Dataset excerpt
========================================================================

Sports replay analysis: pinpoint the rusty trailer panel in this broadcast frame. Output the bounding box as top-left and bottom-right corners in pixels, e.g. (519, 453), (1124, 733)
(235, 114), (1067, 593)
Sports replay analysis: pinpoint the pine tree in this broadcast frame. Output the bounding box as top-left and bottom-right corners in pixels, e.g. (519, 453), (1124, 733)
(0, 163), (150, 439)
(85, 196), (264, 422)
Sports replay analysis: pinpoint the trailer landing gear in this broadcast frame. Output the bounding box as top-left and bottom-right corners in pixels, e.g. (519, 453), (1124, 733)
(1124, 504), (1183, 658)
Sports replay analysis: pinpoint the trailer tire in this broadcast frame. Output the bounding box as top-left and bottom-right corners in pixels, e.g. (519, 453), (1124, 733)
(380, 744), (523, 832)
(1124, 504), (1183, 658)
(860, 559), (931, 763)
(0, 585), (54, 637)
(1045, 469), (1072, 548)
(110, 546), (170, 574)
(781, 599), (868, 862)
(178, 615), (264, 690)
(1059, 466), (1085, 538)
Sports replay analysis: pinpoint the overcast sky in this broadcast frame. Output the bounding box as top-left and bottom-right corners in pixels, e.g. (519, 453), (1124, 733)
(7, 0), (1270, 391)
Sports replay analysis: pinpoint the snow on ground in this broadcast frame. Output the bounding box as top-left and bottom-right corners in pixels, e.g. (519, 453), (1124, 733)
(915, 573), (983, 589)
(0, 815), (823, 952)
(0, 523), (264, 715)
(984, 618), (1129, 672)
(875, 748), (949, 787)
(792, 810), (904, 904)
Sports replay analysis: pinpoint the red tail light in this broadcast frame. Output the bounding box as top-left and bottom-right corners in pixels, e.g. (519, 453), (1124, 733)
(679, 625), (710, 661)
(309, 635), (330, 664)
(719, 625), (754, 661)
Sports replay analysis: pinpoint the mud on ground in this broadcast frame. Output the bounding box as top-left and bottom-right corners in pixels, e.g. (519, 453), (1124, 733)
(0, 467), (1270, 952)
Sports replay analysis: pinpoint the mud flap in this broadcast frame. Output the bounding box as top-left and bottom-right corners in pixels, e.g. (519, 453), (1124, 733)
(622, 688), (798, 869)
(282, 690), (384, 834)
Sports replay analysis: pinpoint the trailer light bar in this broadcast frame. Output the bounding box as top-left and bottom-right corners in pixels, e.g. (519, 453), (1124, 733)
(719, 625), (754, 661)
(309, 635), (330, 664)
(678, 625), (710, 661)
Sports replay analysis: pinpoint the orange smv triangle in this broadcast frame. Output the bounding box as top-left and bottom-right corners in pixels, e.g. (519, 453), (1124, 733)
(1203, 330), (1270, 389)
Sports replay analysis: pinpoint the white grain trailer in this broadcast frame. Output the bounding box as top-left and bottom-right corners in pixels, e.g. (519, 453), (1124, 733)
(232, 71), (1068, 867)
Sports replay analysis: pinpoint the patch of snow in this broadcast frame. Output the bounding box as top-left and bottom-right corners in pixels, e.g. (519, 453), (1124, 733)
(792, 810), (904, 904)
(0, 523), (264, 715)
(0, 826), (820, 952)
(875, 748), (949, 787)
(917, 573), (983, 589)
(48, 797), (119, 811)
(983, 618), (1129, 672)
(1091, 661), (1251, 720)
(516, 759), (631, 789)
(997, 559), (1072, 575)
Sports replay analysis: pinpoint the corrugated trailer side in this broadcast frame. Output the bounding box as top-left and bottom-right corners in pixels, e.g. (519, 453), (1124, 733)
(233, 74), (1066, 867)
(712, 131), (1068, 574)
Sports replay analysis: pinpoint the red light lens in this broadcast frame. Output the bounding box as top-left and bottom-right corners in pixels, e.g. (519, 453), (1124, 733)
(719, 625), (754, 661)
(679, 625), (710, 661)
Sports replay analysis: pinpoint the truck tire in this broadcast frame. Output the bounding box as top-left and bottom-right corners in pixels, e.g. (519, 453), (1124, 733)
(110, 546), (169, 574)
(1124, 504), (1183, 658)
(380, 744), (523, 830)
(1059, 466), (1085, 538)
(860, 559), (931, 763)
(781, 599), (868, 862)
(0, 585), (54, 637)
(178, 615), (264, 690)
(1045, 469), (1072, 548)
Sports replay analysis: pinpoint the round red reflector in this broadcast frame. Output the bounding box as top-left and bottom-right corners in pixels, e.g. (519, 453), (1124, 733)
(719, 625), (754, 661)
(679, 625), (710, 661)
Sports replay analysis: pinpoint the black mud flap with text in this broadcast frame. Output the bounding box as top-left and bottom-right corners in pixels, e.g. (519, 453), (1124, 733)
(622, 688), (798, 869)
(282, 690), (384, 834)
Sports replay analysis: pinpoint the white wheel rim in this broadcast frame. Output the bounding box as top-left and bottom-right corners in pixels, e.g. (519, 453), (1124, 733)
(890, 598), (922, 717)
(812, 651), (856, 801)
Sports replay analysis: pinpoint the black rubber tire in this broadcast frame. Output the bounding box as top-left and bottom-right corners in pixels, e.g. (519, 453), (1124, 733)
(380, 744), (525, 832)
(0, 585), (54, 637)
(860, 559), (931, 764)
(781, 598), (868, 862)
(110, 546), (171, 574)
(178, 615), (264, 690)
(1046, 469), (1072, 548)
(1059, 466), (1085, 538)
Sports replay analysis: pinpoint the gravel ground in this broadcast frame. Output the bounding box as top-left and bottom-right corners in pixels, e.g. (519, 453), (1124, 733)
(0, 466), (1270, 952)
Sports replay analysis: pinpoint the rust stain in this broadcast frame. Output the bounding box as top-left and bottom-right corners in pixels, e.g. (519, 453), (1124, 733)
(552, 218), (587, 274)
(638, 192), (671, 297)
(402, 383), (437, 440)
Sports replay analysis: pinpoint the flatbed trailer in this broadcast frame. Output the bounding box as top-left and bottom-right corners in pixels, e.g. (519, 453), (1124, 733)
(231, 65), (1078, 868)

========================================================================

Problem requirements — Rewrite everything from the start of the material down to the line containing "(0, 467), (1270, 952)", increasing every bounding-box coordinate in the answers by 50. Copy the requests unchanged, including their sample coordinates.

Answer to this task —
Sports replay analysis: pinpoint the rusty trailer panel in this broadcast frame. Output the bounding box as top-left and bottom-right corners in pixels, e.g. (519, 453), (1124, 733)
(285, 164), (1117, 643)
Sports replay analysis: pinpoint the pine tree in this broadcast frame. Output the bounding box as top-left and bottom-right corners in pixels, e.g. (519, 453), (1124, 733)
(50, 213), (200, 489)
(135, 246), (314, 472)
Sports replay analysis: pinpoint the trailer landing gear in this broadcast frame. Output the bounding box as top-left and bottom-right corners in pixels, e.g. (519, 453), (1124, 733)
(1174, 554), (1233, 708)
Sports replay analysis: pinpoint the trailer tire in this broadcast frame. Output the bounding box as top-left and bottom-right corners in pixels, e.g. (519, 453), (1124, 733)
(430, 794), (573, 882)
(1174, 554), (1233, 708)
(910, 609), (981, 813)
(50, 635), (104, 687)
(1095, 519), (1122, 598)
(160, 596), (220, 624)
(831, 649), (918, 912)
(228, 665), (314, 740)
(1109, 516), (1135, 588)
Sports replay analysis: pinpoint the overcast sky in this broadcast frame. Output the bounding box as top-left and bottom-right corners in pixels, e.g. (519, 453), (1124, 733)
(57, 50), (1320, 441)
Sports replay analysis: pinpoint the snow on ground in this broadcast frame. Output the bounding box as top-left and bottom-right corners in pixels, e.g. (519, 453), (1124, 733)
(965, 623), (1033, 639)
(50, 865), (873, 1002)
(50, 573), (314, 765)
(1034, 668), (1179, 722)
(925, 798), (999, 837)
(842, 860), (954, 954)
Sports replay analysis: pinpoint the red tail light in this broadcast frame. Output the bounding box as top-left and bottom-right corners in pixels, e.g. (519, 453), (1124, 733)
(729, 675), (760, 711)
(359, 685), (380, 714)
(769, 675), (804, 711)
Sports replay analysis: pinpoint the mud on ground in this broadcast frame. Output the bounding box as top-left and bottom-right corners in pixels, e.g. (519, 453), (1124, 733)
(50, 517), (1320, 1002)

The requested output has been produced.